(INPUT Opens)

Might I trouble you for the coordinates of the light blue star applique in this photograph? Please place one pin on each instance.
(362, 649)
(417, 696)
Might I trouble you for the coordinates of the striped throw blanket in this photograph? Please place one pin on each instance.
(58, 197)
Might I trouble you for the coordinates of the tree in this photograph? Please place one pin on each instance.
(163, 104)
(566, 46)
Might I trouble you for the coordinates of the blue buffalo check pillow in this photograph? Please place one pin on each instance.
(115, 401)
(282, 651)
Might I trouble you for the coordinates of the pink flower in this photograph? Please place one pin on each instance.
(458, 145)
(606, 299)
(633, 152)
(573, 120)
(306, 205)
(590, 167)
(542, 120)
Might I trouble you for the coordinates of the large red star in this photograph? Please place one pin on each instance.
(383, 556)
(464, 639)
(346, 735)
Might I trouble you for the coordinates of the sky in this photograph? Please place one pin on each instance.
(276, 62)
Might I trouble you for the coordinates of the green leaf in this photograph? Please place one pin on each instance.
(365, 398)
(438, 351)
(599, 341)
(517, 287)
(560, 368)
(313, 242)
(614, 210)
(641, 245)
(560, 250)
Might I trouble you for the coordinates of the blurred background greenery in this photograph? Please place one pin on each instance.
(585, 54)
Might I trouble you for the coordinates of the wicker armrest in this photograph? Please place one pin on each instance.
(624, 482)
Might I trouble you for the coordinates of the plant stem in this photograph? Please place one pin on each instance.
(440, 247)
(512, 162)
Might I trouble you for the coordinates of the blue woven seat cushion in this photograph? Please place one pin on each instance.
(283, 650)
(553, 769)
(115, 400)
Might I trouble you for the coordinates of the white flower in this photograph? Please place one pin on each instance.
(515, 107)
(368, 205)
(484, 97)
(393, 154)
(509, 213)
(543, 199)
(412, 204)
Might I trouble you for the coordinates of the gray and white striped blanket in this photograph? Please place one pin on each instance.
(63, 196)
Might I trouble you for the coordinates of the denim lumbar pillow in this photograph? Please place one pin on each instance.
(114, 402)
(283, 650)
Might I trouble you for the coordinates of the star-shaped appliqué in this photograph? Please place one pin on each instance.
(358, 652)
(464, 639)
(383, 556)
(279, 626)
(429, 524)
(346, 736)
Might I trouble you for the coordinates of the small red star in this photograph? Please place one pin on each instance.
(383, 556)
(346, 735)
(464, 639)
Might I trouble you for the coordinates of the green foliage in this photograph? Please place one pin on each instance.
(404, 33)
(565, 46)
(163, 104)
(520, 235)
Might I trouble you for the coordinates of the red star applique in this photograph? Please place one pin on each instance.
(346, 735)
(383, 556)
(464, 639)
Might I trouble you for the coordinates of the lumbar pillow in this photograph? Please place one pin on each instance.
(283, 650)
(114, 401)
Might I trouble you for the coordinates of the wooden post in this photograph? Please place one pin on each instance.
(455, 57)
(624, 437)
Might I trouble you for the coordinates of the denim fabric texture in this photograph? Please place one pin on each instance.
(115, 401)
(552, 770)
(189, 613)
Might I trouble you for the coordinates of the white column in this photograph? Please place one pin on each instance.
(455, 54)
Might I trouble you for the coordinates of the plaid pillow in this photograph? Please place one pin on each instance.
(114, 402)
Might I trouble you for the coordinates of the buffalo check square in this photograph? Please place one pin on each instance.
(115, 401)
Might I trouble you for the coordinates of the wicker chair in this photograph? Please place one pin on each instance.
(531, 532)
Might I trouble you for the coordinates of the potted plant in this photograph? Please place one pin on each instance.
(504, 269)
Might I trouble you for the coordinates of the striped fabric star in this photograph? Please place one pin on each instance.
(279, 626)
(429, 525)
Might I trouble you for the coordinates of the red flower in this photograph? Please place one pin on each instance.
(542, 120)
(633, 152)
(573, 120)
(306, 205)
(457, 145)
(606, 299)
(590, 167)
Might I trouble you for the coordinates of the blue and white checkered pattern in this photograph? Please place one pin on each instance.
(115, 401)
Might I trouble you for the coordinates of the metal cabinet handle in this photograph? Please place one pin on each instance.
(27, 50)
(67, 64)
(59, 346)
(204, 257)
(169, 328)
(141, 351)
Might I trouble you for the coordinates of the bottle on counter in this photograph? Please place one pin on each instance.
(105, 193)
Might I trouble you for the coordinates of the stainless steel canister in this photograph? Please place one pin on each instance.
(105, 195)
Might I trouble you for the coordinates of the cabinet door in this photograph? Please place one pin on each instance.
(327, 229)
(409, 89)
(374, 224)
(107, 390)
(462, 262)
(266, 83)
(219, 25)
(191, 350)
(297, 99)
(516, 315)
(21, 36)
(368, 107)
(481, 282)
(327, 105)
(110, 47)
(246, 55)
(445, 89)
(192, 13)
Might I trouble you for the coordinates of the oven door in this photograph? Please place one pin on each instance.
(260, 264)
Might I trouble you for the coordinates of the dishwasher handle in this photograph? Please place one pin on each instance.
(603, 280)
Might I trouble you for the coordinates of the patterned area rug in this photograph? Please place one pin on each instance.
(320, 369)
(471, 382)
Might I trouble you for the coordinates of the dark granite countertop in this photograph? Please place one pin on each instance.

(INPUT Closes)

_TASK REQUIREMENTS_: All of the entries need to be given again, word for word.

_OUTPUT BELOW_:
Might I trouble you for the coordinates of the light blue star applique in this photograph? Please place one pin on each instance.
(362, 649)
(417, 696)
Might I trouble you for the coordinates of the striped throw blanket in this photograph? Please place one pin on each instance.
(58, 197)
Might I trouble you for the coordinates of the tree in this photograph? Please place one pin on each instance.
(163, 104)
(566, 46)
Might I trouble you for the coordinates of the blue buffalo check pillow in this photograph? Please place one pin on each instance.
(115, 401)
(282, 651)
Might I trouble you for the coordinates of the pink flower in this photograph? Please place one pin on each instance.
(458, 145)
(606, 299)
(633, 152)
(573, 120)
(306, 205)
(590, 167)
(542, 120)
Might I trouble you for the coordinates of the large red star in this photograph? Please place one pin on each instance.
(383, 556)
(464, 639)
(346, 735)
Might I trouble you for the coordinates of the sky in this photograph? Please place one pin on each instance.
(276, 62)
Might I trouble you for the coordinates of the green leaf in this photograph? Please place one pin on each instance.
(365, 398)
(438, 351)
(599, 341)
(517, 287)
(560, 368)
(313, 242)
(614, 210)
(641, 245)
(560, 250)
Might I trouble you for the coordinates of the blurred background greenery in this photograph? Please place one pin on each instance.
(585, 54)
Might I trouble you for the coordinates of the wicker armrest in this photograph? Please place one pin on each instance.
(624, 482)
Might I trouble you for the coordinates of the plant stem in this photograph? Please place one pin on each instance.
(440, 247)
(512, 162)
Might I trouble you for the coordinates of the blue woven seat cushion in this photograph? Please place one pin on each instance.
(283, 650)
(553, 769)
(115, 400)
Might I trouble you for the coordinates of the white flower in this photograph? Please place one pin on each instance.
(515, 107)
(368, 205)
(484, 97)
(393, 154)
(509, 213)
(543, 199)
(412, 204)
Might I trouble you for the coordinates of the gray and white striped blanket in this photograph? Please place one pin on each instance.
(63, 196)
Might I trouble you for the coordinates of the denim lumbar pillow in this photograph? Please place one pin on each instance.
(114, 402)
(283, 650)
Might I trouble you for the coordinates of the star-shaped appliqué in this photograph? Please place one pin on each instance.
(358, 652)
(464, 639)
(383, 556)
(279, 626)
(429, 524)
(346, 736)
Might I trouble you for the coordinates of the small red star in this photograph? Please place one pin on each instance.
(383, 556)
(346, 735)
(464, 639)
Might I trouble you for the coordinates of the green foliage in this photograph? Please place one pin on each instance.
(404, 33)
(565, 46)
(163, 104)
(520, 235)
Might I trouble you for the coordinates of the red star applique in this photograph? Please place one pin on each instance.
(346, 735)
(383, 556)
(464, 639)
Might I trouble you for the coordinates of the lumbar pillow in this photograph? Please place one pin on each instance.
(283, 650)
(114, 401)
Might I trouble you for the coordinates of the wooden post in this photograph? Please place one pin on each instance.
(455, 57)
(624, 437)
Might I trouble you for the coordinates of the denim fabric texture in this photograph? Please place one pin on each instance.
(115, 401)
(552, 770)
(189, 613)
Might I trouble you for the coordinates of the white column in this photograph? Please place one pin on each instance.
(455, 54)
Might I trouble you for the coordinates of the plaid pillow in this photograph? Please place one pin on each instance.
(114, 402)
Might I trouble you for the coordinates of the buffalo check square in this photograph? Please place one pin on each instance.
(115, 401)
Might I trouble you for the coordinates of the wicker chair in this photograph? Please place one pin on each instance.
(531, 532)
Might I trouble you for the coordinates of the potted plant in this photograph? Please place one pin on each instance.
(504, 269)
Might I trouble you for the coordinates of the striped fabric star in this photograph? Please place one pin on each instance.
(279, 626)
(429, 525)
Might I trouble you for the coordinates of the red flower in this photograph? Please place one pin on each instance.
(542, 120)
(633, 152)
(573, 120)
(306, 205)
(457, 145)
(606, 299)
(590, 167)
Might I trouble you for the coordinates of the blue and white checkered pattern in this photograph? Please place one pin on each instance.
(115, 401)
Might I trouble you for the coordinates of the metal cabinet handle in this photograph? Please place one pin on each instance.
(27, 50)
(67, 64)
(59, 346)
(204, 257)
(169, 328)
(141, 351)
Might I trouble you for the coordinates of the bottle on counter in this photograph? Please place one pin on each instance.
(105, 193)
Might I trouble you for the coordinates of the stainless steel canister in this photograph? Please place one pin on each instance.
(105, 195)
Might I trouble you for the coordinates of the cabinet door in this photograph? Please place one pin on each instance.
(327, 229)
(409, 89)
(374, 224)
(107, 390)
(462, 262)
(266, 83)
(219, 25)
(191, 350)
(297, 99)
(516, 315)
(21, 36)
(368, 107)
(481, 282)
(327, 105)
(110, 47)
(246, 55)
(445, 89)
(192, 13)
Might I trouble you for the coordinates of the oven door in this photograph? Please place one pin on each instance.
(260, 264)
Might I trouble you for the coordinates of the dishwasher handle in this photograph? Please place one pin on each instance.
(603, 280)
Might I trouble you for the coordinates of the patterned area rug in this photograph? Please place one pin on each instance.
(320, 369)
(471, 382)
Might I trouble you for the coordinates of the dark granite countertop in this photograph? Please place one pin on each instance.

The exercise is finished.